Content starts
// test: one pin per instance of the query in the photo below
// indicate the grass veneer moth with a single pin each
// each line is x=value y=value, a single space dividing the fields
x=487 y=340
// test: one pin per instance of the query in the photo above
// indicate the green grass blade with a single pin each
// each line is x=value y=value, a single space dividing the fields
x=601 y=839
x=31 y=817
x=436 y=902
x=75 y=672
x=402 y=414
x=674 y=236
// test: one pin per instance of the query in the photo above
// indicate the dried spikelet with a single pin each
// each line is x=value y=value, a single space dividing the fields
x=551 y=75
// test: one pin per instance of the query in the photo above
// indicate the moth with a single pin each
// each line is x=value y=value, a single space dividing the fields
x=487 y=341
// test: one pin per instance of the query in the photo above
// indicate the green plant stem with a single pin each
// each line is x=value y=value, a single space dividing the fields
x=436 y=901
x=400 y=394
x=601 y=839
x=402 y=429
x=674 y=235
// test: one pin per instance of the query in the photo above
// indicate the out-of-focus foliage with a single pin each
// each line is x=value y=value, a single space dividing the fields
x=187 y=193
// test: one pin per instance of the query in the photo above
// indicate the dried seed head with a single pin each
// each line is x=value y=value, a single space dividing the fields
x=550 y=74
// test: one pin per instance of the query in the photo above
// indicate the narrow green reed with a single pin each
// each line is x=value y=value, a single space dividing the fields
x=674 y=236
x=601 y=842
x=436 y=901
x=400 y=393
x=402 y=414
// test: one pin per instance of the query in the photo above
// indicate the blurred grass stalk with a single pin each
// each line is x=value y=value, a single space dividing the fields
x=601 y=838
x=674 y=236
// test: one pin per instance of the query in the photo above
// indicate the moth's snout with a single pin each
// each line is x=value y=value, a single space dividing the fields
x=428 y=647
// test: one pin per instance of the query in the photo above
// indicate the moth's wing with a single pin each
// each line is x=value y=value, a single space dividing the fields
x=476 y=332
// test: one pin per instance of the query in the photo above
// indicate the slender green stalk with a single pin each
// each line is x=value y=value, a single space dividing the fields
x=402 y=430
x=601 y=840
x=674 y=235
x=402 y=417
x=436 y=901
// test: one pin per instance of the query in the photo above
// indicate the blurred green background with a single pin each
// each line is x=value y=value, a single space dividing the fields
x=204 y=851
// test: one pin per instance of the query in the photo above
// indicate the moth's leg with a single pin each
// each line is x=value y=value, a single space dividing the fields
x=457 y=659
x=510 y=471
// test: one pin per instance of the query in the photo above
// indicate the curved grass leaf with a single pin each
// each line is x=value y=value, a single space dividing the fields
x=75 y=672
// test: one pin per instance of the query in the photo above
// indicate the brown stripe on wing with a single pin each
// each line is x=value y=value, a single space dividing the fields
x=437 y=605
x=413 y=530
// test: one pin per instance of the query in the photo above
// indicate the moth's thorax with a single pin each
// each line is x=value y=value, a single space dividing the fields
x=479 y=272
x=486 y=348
Content ends
--- TRY IT ---
Line by line, retype the data exactly as written.

--- RESULT OF THIS TASK ---
// test: one pin per instance of the query in the photo below
// indicate the grass veneer moth with a single pin each
// each line is x=value y=value, a single space dividing the fields
x=487 y=340
// test: one pin per instance of the query in the photo above
// indicate the green grass blade with a single pin each
// each line is x=value y=value, a single space dividing the fields
x=601 y=839
x=31 y=817
x=436 y=902
x=75 y=672
x=402 y=414
x=674 y=236
// test: one pin per instance of the query in the photo above
// indicate the dried spikelet with a single pin each
// each line is x=value y=value, a single space dividing the fields
x=551 y=75
// test: one pin per instance of the query in the photo above
// indicate the moth with a single pin each
// each line is x=value y=value, a single space dividing the fields
x=487 y=341
// test: one pin per instance of the query in the photo above
// indicate the green plant stem with a single pin each
// each line is x=value y=value, a single space dividing the fields
x=436 y=901
x=400 y=394
x=601 y=839
x=402 y=429
x=674 y=235
// test: one pin per instance of the query in the photo above
// indicate the out-of-focus foliage with a single pin each
// each line is x=value y=value, a single space dividing the fields
x=187 y=193
// test: one pin per instance of the query in the photo above
// indicate the dried seed head with a single pin each
// each line is x=value y=value, a single space dividing the fields
x=550 y=74
// test: one pin per instance of the query in the photo above
// indicate the narrow green reed with a single pin each
// each line is x=value y=value, a single space dividing the fields
x=674 y=236
x=601 y=842
x=436 y=901
x=400 y=393
x=402 y=414
// test: one pin per instance of the query in the photo above
// indicate the blurred grass stalk with a single pin each
// each line is x=value y=value, a single space dividing the fields
x=601 y=838
x=674 y=236
// test: one pin per instance of the query in the photo above
// indicate the moth's snout with a single pin each
// each line is x=value y=value, a single space dividing the fields
x=428 y=647
// test: one pin per instance of the query in the photo above
// indicate the moth's wing with a single pin each
// each line is x=value y=value, a single space dividing the fields
x=476 y=332
// test: one pin per instance of the query in the photo above
// indicate the slender green stalk with a single pin each
// each line is x=value y=value, a single space dividing the fields
x=402 y=430
x=601 y=840
x=674 y=235
x=402 y=417
x=436 y=901
// test: one pin per instance of the query in the photo above
// indicate the blurred green background with a single pin each
// each line is x=value y=value, a single space dividing the fields
x=204 y=851
// test: one pin per instance of the query in the photo above
// indicate the moth's leg with a single pin each
// each line is x=value y=value, a single space dividing the fields
x=457 y=659
x=510 y=471
// test: one pin per instance of the query in the photo above
// indicate the curved grass leaf with a single pin each
// each line is x=value y=value, a single space dividing the fields
x=75 y=672
// test: one pin per instance of the query in the photo above
// indicate the brown stripe on wing with a single pin each
// each line is x=value y=value, a single space dividing the fields
x=437 y=605
x=413 y=530
// test: one pin per instance of the query in the photo above
// indicate the moth's thorax with a single pin each
// each line is x=value y=value, a single space dividing the fields
x=479 y=272
x=486 y=348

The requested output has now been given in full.